DIRECTION 1: Reproduce the listing verbatim, from its first line through the line containing "[0,467,478,640]", with both of those lines included.

This is Luke’s last reference to Joseph. We do not know when he died; we know only that he lived long enough to beget a sizeable family. Mary may not have understood, but she didn’t forget; and she thought long and hard about the things she saw and the things she heard. She knew her son was someone very special, but not yet how special.
v.52 “Stature” is probably a reference to his physical development.
Now the question that faces any reader of the Gospels and the Gospel of Luke at this point is why this one anecdote from the boyhood and youth and young adulthood of the Lord Jesus. Apart from this one episode in the early life of Jesus we know absolutely nothing. Nothing is said in the Gospels about his early childhood, about his life as a teenager, or even of his life as a young man. He doesn’t appear again in the narrative until he is almost 30 years of age. Obviously he received some form of education but we don’t know what it was.
It is quite possible, indeed, that one of the attractions of the temple for the twelve-year-old Jesus was that there would have been few really good teachers in a small village like Nazareth and here he could make the most of his opportunity to listen and talk to learned men. Like many precocious children the teachers he had couldn’t satisfy his curiosity and when he encountered men who could he was enraptured.
Presumably at some point he began to work in his father’s trade, he formed friendships with others in the town his own age, he related every day to his brothers and sisters, but we are told nothing about any of that. What did others think of him, morally perfect as he was? Did they resent his goodness the way people will? How did he handle the death of his father? What was said about the fact that he was apparently not interested in marriage? These and many other questions must remain unanswered. We simply do not know because we are not told.

DATASET ROWS:
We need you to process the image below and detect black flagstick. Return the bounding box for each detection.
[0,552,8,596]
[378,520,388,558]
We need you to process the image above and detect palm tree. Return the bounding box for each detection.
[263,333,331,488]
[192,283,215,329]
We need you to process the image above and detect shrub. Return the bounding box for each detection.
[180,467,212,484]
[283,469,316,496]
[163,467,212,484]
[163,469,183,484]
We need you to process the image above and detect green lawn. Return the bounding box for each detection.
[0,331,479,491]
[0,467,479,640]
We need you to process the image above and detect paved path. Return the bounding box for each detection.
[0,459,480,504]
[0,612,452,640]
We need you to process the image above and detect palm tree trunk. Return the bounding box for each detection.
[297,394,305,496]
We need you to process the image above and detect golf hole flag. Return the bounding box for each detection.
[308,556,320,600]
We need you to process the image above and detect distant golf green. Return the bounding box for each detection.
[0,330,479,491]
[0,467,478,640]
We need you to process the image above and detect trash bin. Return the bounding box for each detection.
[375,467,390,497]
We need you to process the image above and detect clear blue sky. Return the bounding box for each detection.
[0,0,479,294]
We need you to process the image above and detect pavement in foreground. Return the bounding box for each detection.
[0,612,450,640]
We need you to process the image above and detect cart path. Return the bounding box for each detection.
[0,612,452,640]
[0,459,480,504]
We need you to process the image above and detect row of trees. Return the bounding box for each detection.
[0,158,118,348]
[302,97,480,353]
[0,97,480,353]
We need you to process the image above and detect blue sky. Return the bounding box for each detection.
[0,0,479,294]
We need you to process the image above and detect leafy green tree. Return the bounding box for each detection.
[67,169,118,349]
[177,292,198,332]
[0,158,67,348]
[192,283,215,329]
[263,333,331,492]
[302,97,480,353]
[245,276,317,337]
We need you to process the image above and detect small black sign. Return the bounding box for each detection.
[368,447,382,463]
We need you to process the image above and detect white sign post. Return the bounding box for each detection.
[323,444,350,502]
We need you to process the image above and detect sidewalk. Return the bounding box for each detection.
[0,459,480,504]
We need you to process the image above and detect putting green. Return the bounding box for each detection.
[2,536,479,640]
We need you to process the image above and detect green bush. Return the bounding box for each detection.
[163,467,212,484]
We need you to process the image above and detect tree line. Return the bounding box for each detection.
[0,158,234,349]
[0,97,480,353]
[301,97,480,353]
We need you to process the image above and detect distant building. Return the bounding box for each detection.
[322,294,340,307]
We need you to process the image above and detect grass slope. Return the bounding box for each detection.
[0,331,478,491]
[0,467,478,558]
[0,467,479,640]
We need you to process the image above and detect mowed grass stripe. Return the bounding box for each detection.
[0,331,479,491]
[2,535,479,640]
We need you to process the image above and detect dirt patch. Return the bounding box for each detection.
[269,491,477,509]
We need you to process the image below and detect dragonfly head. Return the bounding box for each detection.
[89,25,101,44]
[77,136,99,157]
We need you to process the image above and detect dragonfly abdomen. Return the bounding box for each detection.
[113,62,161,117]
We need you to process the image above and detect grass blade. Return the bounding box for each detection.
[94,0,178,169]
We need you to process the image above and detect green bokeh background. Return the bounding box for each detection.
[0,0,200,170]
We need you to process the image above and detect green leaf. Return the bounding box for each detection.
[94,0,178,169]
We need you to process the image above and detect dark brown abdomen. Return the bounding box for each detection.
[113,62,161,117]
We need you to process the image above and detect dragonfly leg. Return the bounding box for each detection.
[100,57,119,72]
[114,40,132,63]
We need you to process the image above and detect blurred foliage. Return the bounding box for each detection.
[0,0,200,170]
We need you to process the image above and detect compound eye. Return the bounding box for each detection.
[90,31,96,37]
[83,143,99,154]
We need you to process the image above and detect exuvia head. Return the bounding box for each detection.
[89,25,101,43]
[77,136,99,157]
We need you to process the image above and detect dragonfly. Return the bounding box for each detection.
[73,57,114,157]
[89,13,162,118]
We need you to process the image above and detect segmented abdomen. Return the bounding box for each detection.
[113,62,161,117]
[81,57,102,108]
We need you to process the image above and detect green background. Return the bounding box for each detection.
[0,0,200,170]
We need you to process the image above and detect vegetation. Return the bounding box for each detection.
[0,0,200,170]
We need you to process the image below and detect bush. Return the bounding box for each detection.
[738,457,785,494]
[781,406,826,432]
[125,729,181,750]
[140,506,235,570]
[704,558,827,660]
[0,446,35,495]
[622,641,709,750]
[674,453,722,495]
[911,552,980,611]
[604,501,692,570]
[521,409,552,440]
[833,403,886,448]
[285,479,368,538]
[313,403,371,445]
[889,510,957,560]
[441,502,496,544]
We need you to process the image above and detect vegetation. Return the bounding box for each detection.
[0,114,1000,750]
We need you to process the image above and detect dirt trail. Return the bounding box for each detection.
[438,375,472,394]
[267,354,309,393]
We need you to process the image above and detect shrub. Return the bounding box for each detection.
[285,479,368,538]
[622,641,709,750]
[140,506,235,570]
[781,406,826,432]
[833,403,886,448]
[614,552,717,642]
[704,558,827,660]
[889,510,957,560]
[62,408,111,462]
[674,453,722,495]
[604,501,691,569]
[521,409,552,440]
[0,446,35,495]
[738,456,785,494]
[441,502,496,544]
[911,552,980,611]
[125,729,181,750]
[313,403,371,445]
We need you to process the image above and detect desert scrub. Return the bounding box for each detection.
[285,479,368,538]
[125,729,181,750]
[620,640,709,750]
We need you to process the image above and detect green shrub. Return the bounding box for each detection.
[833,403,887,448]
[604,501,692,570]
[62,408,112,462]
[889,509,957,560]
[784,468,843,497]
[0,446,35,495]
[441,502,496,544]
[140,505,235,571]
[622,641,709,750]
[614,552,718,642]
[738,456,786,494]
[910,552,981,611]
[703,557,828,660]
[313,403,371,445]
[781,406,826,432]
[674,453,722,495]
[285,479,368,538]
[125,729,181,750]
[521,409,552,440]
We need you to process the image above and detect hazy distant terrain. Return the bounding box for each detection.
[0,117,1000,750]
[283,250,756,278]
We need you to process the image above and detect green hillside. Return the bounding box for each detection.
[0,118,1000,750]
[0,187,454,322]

DIRECTION 2: According to the passage on the early life of Jesus, at about what age does he next appear in the narrative?

WRITTEN SOLUTION 1:
We need you to process the image below and detect black flagstick. Return the bounding box for each detection.
[0,552,8,596]
[378,520,388,558]
We need you to process the image above and detect palm tree. Return the bounding box for each detection.
[263,333,331,488]
[192,283,215,329]
We need you to process the image above and detect shrub. Return the bounding box for each detection.
[180,467,212,484]
[283,469,316,496]
[163,467,212,484]
[163,469,183,484]
We need you to process the image above and detect green lawn. Return the bounding box for each detection.
[0,331,479,491]
[0,467,479,640]
We need you to process the image above and detect paved path. Return the bounding box for each detection.
[0,459,480,504]
[0,612,452,640]
We need you to process the image above and detect palm tree trunk. Return the bounding box for each detection.
[297,394,305,496]
We need you to process the image above and detect golf hole flag. Return the bounding box for each detection.
[308,556,320,600]
We need you to process the image above and detect distant golf green. Return the bounding box for each detection.
[0,330,479,491]
[0,467,478,640]

WRITTEN SOLUTION 2: He next appears when he is almost 30 years of age.